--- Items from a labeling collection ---
————
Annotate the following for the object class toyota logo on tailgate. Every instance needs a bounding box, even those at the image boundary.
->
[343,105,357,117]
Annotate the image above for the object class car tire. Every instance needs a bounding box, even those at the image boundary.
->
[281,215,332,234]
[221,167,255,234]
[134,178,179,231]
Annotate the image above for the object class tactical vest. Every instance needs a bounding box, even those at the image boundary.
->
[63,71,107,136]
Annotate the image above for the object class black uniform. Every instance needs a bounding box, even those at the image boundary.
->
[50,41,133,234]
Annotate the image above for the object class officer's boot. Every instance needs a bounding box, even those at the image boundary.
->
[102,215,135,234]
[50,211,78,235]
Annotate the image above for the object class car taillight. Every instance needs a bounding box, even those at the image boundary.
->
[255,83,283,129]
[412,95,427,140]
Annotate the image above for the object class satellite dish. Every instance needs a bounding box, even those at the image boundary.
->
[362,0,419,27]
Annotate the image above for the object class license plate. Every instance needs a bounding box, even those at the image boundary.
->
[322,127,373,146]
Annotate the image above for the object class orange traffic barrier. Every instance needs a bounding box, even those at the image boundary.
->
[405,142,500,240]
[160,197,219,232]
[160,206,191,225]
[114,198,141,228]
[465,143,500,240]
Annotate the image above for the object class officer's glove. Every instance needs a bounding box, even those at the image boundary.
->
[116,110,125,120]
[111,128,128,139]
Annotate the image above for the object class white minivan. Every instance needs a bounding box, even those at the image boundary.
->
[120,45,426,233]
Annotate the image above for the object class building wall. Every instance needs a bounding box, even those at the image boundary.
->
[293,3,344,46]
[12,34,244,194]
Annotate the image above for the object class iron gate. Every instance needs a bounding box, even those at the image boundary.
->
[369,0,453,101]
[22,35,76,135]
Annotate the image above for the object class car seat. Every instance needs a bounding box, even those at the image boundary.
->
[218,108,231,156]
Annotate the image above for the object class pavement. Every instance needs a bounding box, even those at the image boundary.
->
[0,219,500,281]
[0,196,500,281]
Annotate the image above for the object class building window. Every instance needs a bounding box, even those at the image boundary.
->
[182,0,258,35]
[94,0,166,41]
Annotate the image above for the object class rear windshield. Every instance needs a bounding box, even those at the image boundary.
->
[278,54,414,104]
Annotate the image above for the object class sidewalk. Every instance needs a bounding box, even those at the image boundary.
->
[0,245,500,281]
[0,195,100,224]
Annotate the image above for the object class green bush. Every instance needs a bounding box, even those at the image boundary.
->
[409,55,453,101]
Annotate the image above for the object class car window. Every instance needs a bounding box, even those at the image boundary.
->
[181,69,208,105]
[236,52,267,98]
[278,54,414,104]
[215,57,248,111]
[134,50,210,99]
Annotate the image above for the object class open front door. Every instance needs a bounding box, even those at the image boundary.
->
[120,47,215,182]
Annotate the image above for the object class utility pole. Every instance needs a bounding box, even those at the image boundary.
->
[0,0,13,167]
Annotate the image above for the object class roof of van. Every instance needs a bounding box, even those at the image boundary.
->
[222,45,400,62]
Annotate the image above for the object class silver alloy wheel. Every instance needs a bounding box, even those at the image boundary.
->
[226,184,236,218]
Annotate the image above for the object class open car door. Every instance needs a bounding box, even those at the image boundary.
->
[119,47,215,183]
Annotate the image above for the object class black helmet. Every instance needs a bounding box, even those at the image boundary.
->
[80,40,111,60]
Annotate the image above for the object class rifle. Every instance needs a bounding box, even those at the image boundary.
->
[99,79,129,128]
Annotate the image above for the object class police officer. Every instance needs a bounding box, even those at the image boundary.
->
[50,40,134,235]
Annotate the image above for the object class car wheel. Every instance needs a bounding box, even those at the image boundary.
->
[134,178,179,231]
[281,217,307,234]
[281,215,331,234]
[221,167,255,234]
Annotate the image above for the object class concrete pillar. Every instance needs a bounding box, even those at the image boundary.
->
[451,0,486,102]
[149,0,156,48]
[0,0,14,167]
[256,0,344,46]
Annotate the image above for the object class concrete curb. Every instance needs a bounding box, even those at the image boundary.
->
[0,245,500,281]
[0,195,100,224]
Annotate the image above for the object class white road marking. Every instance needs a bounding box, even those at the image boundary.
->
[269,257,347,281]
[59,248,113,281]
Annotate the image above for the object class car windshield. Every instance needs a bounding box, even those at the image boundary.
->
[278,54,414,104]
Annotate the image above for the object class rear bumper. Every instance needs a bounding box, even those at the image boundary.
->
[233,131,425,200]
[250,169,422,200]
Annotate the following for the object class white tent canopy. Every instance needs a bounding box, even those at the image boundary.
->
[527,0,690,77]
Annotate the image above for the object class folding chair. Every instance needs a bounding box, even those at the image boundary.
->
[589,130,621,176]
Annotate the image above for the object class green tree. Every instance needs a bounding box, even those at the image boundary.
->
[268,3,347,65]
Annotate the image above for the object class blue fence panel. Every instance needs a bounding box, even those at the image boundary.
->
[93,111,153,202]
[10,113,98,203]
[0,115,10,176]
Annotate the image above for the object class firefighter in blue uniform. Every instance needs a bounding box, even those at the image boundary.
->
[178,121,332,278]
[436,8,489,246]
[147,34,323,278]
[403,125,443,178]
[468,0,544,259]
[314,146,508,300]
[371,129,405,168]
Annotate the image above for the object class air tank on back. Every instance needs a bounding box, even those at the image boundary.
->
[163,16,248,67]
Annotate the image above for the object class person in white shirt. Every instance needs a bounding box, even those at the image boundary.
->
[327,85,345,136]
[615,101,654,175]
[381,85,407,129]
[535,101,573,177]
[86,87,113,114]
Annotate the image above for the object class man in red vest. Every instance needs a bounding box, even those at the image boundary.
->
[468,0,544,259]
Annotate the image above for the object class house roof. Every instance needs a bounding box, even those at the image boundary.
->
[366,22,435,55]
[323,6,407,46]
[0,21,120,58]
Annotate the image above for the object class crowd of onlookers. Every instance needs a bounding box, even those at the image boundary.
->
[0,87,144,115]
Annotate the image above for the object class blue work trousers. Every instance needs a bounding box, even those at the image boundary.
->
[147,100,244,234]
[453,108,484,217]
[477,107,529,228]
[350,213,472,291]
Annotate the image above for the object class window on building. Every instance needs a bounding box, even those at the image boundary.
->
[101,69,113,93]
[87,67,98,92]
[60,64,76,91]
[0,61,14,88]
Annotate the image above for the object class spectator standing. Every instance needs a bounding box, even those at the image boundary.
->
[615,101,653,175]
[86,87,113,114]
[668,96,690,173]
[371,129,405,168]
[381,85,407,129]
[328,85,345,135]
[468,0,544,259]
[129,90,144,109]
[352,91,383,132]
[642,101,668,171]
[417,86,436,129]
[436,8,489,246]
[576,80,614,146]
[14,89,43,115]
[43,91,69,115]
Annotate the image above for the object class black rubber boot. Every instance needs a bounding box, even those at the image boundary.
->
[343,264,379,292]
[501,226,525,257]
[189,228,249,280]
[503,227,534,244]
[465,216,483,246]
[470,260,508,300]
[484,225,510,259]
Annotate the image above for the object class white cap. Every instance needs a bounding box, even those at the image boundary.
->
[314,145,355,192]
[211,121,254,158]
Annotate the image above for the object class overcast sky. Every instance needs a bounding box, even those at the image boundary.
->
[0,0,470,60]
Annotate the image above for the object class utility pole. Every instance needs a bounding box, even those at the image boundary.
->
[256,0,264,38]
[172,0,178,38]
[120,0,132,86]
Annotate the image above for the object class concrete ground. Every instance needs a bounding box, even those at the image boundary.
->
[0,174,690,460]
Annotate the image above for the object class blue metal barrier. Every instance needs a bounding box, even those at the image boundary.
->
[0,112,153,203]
————
--- What is required ---
Please rewrite everything from the line containing "Annotate the image above for the object class building window." down to the line containing "[0,0,13,167]", switching "Every instance" to "Each instance" and leaving all else unchanged. Return only those lines.

--- Written response ---
Annotate the image above for the object class building window. Each instance needs a bounding box, even those at the image boundary.
->
[182,0,258,35]
[94,0,166,41]
Annotate the image above for the object class rear windshield. Each instance needs a bounding box, even those at the image boundary.
->
[278,54,414,104]
Annotate the image above for the object class sidewalk. Each instance needs a bounding box, even those at the image boundary.
->
[0,245,500,281]
[0,195,100,224]
Annotate the image above for the object class green bush. Each instance needs a bounding box, even those at the image boundary.
->
[409,55,453,101]
Annotate the image above for the object class car window. Each instance needs a bounding box, even those at the image boundary.
->
[181,69,208,105]
[236,52,267,98]
[278,54,414,104]
[215,57,248,111]
[134,50,210,99]
Annotate the image above for the object class open front door. Each instance needs a bounding box, even those at the image boundary.
->
[120,47,215,182]
Annotate the image above for the object class utility pole. Each instance needs a bounding box, even those at the image boundary.
->
[0,0,13,167]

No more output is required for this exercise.